• **Material supplied**:
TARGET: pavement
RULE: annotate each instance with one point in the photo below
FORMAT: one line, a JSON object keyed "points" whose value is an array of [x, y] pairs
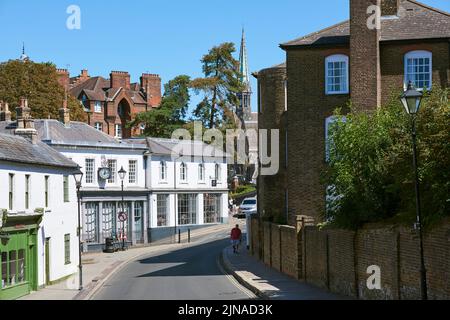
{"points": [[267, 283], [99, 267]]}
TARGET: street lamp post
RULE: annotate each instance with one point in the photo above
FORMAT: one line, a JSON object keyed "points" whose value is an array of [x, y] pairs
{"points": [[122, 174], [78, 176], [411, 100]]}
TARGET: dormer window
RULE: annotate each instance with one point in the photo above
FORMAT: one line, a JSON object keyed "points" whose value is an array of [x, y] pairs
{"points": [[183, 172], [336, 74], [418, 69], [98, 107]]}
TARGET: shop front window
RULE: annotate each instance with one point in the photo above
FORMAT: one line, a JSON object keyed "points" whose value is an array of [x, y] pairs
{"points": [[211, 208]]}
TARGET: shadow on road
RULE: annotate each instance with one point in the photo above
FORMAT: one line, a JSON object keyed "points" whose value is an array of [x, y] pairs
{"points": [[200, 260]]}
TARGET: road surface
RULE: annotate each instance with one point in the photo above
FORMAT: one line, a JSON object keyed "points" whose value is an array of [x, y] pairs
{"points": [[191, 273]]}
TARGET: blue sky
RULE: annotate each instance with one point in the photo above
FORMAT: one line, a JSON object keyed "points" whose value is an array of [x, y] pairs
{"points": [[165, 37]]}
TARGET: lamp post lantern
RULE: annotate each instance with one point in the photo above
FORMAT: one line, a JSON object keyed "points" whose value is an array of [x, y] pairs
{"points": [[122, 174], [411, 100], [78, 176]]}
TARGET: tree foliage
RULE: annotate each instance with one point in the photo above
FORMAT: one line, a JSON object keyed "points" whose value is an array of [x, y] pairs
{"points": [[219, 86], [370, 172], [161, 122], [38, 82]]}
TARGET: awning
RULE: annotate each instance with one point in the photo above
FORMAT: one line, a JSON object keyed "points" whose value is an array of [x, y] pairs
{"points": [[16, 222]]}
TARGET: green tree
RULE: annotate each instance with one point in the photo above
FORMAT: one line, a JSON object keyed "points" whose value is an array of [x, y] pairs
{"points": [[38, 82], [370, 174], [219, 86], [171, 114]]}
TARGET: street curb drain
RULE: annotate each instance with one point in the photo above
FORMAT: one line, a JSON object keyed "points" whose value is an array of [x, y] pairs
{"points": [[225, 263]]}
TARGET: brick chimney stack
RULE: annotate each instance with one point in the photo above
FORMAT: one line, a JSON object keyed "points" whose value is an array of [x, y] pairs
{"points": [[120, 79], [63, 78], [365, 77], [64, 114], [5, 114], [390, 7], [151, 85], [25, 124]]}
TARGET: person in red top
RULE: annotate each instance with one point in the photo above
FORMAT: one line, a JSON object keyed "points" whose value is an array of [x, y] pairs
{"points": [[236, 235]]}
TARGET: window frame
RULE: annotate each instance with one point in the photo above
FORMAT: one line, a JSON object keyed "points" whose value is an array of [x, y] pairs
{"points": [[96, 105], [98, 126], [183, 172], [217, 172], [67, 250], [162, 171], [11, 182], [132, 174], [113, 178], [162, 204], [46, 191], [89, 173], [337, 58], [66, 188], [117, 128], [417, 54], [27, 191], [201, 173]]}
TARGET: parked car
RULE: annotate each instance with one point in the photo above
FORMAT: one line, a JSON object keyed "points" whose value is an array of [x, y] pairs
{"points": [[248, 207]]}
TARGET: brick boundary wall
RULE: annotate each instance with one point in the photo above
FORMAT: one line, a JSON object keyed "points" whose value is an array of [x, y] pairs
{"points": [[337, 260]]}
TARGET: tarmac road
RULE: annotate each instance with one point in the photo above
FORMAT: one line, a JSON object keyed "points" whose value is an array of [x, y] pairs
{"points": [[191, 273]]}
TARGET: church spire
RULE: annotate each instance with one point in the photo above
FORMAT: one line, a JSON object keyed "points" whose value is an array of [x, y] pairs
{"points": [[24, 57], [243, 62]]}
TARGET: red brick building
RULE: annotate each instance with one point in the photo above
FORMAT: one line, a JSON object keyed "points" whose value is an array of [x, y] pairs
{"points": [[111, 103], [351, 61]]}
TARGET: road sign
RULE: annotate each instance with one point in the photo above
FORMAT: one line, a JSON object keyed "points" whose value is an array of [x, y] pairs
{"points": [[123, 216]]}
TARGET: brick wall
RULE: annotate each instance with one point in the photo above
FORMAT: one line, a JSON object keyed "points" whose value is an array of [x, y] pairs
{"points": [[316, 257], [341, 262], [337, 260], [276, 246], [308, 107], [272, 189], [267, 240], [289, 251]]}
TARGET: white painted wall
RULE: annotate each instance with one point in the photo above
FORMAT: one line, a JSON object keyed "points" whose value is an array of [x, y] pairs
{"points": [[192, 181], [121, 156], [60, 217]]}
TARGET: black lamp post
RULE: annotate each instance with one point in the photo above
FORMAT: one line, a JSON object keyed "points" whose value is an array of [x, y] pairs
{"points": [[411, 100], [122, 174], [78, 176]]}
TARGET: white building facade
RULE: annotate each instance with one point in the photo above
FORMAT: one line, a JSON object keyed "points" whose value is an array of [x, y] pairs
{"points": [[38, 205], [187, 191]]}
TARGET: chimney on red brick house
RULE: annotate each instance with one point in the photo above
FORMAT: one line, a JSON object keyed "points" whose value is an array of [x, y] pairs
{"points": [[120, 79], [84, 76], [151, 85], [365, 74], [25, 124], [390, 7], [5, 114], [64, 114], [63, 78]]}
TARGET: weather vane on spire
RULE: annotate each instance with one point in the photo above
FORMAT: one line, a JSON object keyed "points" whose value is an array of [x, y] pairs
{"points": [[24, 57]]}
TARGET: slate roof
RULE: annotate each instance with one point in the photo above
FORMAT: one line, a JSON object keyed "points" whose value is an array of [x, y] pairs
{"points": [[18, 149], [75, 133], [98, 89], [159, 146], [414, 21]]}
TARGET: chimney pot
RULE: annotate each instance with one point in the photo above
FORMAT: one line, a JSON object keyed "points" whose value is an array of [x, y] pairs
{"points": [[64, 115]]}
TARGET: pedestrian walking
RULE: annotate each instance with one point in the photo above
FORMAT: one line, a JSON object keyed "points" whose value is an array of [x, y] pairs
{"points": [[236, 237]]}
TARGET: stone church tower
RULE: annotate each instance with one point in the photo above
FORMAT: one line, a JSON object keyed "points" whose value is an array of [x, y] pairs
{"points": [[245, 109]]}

• **Prompt**:
Could you reproduce all of the material above word for word, leaving out any pictures?

• **Task answer**:
TARGET: pavement
RULE: annotate each instance with one point in the photo below
FORMAT: one line, a JSON object keyed "points" whose value is an array of [x, y] pairs
{"points": [[267, 283], [99, 267]]}
TARGET: street lamp post
RULE: annotate each instance with one point in the photo above
FORMAT: one line, a JSON object keyed "points" whose value is an array of [x, y] pairs
{"points": [[122, 174], [78, 176], [411, 100]]}
TARGET: dormer window
RULE: annotate each instance with one point in the photo above
FORMAT: one line, a JSON object keyed "points" whose value is an array of [x, y] pairs
{"points": [[183, 172], [336, 74], [418, 69], [98, 107]]}
TARGET: shop front window
RULE: annotate each instance with one point in the photo above
FORMAT: one line, a JSON object keyed "points" whose value is an array of [x, y] pairs
{"points": [[211, 208]]}
TARGET: shadow on road
RULE: annotate each instance with one point in the photo above
FORMAT: one line, a JSON object keyed "points" whose value is an array of [x, y] pairs
{"points": [[200, 260]]}
TARGET: road surface
RULE: annotate each instance with one point in the photo above
FORMAT: one line, a JSON object keyed "points" whose value is an array of [x, y] pairs
{"points": [[191, 273]]}
TARGET: blue sky
RULE: annotate each instance with one point in the photo above
FORMAT: one line, a JSON object keyed "points" whose value is an array of [x, y] pairs
{"points": [[165, 37]]}
TARGET: lamp post lantern
RULE: annotate each instance with one point in the photo above
FORMAT: one line, a JSON object keyed "points" whose value is an array of [x, y] pairs
{"points": [[122, 174], [411, 100], [78, 176]]}
TARGET: tree foliage
RULE: annotate each instance with one point in the photo above
FORMAT: one line, a JSON object keyed "points" whose value is an array of [x, y] pairs
{"points": [[219, 86], [370, 172], [161, 122], [38, 82]]}
TARGET: awning
RULE: annotate each instance with one point in the photo above
FORMAT: one line, a JSON object keyed "points" whose value is an array of [x, y] pairs
{"points": [[16, 222]]}
TARGET: green tree
RULE: annotate each instance with one point in the photo above
FORMAT: one line, a JSON object keyed "points" whose value is an array of [x, y] pairs
{"points": [[38, 82], [370, 174], [219, 86], [171, 114]]}
TARGET: street curb drain
RULE: annotate each instance with one point in the photo above
FORMAT: one line, a JSON object keyed "points" whose value is an array of [x, y] pairs
{"points": [[225, 263]]}
TARGET: brick chimney stack
RULE: annotate each instance with one point in the photo above
FORMAT: one line, a JSON object keyed "points" whose value is an array of [x, y] pairs
{"points": [[120, 79], [63, 78], [365, 77], [64, 114], [5, 114], [390, 7], [151, 85], [25, 124]]}
TARGET: person in red top
RULE: annotate each instance with one point in the photo above
FORMAT: one line, a JSON object keyed "points" whose value is an array of [x, y] pairs
{"points": [[236, 235]]}
TARGET: window frame
RULE: annotate each instance with one point in the photo above
FORMAT: one line, a JSON object keyed "points" whose value is an array of [x, y] pairs
{"points": [[96, 105], [98, 126], [183, 172], [217, 172], [67, 250], [162, 171], [11, 182], [132, 174], [113, 178], [162, 204], [46, 191], [89, 173], [337, 58], [66, 188], [117, 128], [417, 54], [27, 191], [201, 173]]}
TARGET: parked car
RULE: annotate each instance with one point in the photo above
FORMAT: one line, a JSON object keyed "points" whose value is an array of [x, y] pairs
{"points": [[248, 207]]}
TARGET: brick boundary wall
RULE: annotate each instance with one point in the photo above
FORMAT: one line, a JSON object keyed "points" whose value is an array of [x, y] pairs
{"points": [[337, 260]]}
TARGET: tarmac road
RULE: annotate each instance with one point in the photo above
FORMAT: one line, a JSON object keyed "points" whose value is an array of [x, y] pairs
{"points": [[191, 273]]}
TARGET: church spire
RULE: annotate each instance with one point in the photo above
FORMAT: one line, a JSON object keyed "points" whose value is an array of [x, y] pairs
{"points": [[24, 57], [243, 62]]}
TARGET: red brick building
RULE: annotate each instance with one point in the photo above
FORMAT: one line, a JSON object keyed "points" whose value is an array of [x, y] pairs
{"points": [[111, 103], [351, 61]]}
TARGET: road sign
RULE: annotate each instance with one point in the photo above
FORMAT: one line, a JSON object keyed "points" whose value is an array of [x, y] pairs
{"points": [[123, 216]]}
TARGET: brick wall
RULE: annotate each instance with one point in the photo above
FORMAT: one line, a JSON object keyed "points" whose value is an array of [x, y] pairs
{"points": [[316, 257], [341, 262], [337, 260], [276, 246], [308, 107], [272, 189], [267, 240], [289, 251]]}
TARGET: white painted wall
RULE: annotate each instance with one point in the photo above
FORMAT: one line, a JSON object keyed "points" whose value is an array of [x, y] pairs
{"points": [[192, 181], [121, 156], [60, 217]]}
TARGET: black lamp post
RULE: annotate each instance with one point in the photo above
FORMAT: one line, a JSON object keyed "points" whose value is an array of [x, y] pairs
{"points": [[411, 100], [122, 174], [78, 176]]}
TARGET: white building facade
RULE: annotate each instance with one point in the photo above
FORMAT: one line, a JSON object keyed "points" whose value is an array of [x, y] pairs
{"points": [[38, 205], [187, 191]]}
TARGET: chimney on red brick house
RULE: annotate each instance with one point in the photo above
FORMAT: one line, a JSON object keyed "points" whose value is an array of [x, y] pairs
{"points": [[120, 79], [84, 76], [151, 85], [365, 74], [25, 124], [390, 7], [5, 114], [64, 114], [63, 78]]}
TARGET: weather vane on spire
RULE: annotate each instance with one point in the photo above
FORMAT: one line, a JSON object keyed "points" whose value is an array of [x, y] pairs
{"points": [[24, 57]]}
TARGET: slate roof
RULE: annotate each instance with one point in the photo above
FORMAT: one line, a JSON object keyed "points" whose value is an array of [x, y] pairs
{"points": [[18, 149], [75, 133], [98, 89], [159, 146], [414, 21]]}
TARGET: chimney pot
RULE: annotate each instance with one point in the photo above
FORMAT: one line, a JSON object keyed "points" whose value is an array of [x, y] pairs
{"points": [[64, 115]]}
TARGET: pedestrian walking
RULE: annotate each instance with one point in the photo above
FORMAT: one line, a JSON object keyed "points" whose value is an array of [x, y] pairs
{"points": [[236, 237]]}
TARGET: stone church tower
RULE: annotate each instance with one point in the photo above
FORMAT: one line, a JSON object keyed "points" whose value is an array of [x, y] pairs
{"points": [[245, 109]]}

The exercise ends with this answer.